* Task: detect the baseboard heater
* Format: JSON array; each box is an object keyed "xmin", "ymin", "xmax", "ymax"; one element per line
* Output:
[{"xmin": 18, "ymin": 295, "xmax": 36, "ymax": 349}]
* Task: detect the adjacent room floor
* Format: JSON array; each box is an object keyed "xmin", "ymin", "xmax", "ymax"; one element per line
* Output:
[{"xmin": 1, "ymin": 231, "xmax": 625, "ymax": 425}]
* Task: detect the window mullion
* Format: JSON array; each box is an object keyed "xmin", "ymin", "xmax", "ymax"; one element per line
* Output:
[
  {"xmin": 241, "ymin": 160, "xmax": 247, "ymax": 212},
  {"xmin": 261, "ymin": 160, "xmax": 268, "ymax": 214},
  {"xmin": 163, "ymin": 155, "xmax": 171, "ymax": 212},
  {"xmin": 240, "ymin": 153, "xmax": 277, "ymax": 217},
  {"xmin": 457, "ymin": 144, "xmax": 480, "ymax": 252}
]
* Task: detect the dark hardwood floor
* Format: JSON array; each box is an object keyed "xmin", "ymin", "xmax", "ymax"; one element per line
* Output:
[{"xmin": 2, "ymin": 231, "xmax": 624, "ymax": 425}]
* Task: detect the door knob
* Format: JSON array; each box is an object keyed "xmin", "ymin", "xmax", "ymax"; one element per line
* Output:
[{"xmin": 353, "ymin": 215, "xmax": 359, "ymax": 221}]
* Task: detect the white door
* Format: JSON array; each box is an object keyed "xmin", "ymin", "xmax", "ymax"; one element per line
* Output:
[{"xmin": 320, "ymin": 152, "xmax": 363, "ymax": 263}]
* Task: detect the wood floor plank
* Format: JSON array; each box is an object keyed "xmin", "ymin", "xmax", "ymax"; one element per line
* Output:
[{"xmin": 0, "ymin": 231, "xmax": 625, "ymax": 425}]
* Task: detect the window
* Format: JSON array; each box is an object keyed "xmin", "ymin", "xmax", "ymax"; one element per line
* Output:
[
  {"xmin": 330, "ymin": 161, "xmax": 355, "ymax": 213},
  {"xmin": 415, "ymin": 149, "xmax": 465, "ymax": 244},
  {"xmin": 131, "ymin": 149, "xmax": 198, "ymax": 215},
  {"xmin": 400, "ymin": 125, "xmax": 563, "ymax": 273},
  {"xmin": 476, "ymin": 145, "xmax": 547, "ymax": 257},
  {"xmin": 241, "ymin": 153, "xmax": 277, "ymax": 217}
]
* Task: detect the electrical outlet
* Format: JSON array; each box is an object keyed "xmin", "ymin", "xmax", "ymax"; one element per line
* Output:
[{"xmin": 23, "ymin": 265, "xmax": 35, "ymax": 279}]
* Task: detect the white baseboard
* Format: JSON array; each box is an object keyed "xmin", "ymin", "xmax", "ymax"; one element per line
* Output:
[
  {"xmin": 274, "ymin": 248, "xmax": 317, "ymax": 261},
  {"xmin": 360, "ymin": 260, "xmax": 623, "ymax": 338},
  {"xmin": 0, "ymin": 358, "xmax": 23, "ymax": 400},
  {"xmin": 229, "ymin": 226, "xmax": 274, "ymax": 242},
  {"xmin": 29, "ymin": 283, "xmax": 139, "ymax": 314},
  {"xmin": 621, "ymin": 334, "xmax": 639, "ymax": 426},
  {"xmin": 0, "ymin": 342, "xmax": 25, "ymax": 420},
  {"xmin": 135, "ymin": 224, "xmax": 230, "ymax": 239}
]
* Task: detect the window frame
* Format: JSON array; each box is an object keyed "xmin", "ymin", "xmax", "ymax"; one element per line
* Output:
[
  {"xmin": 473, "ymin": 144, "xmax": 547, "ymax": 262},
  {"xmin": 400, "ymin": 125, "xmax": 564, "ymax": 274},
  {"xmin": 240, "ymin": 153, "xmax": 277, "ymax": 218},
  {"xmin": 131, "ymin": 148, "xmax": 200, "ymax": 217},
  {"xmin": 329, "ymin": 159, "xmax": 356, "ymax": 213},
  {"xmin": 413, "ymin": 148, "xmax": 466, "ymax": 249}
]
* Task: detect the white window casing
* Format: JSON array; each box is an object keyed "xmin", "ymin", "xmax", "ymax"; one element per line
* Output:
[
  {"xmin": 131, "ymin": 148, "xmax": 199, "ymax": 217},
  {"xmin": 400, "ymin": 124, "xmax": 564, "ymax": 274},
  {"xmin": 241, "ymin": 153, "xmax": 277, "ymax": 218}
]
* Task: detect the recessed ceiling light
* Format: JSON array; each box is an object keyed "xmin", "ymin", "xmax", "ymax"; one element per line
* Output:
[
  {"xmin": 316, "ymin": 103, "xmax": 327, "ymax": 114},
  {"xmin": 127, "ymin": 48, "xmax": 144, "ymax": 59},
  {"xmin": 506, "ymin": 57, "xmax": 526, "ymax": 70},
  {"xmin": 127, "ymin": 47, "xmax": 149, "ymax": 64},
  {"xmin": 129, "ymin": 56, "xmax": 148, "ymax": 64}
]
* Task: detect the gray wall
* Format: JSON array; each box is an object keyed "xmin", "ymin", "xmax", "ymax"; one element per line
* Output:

○ ○ ○ ○ ○

Where a line in the listing above contains "baseboard", copy that line.

* Task: detect the baseboard heater
* Task: detect the white baseboard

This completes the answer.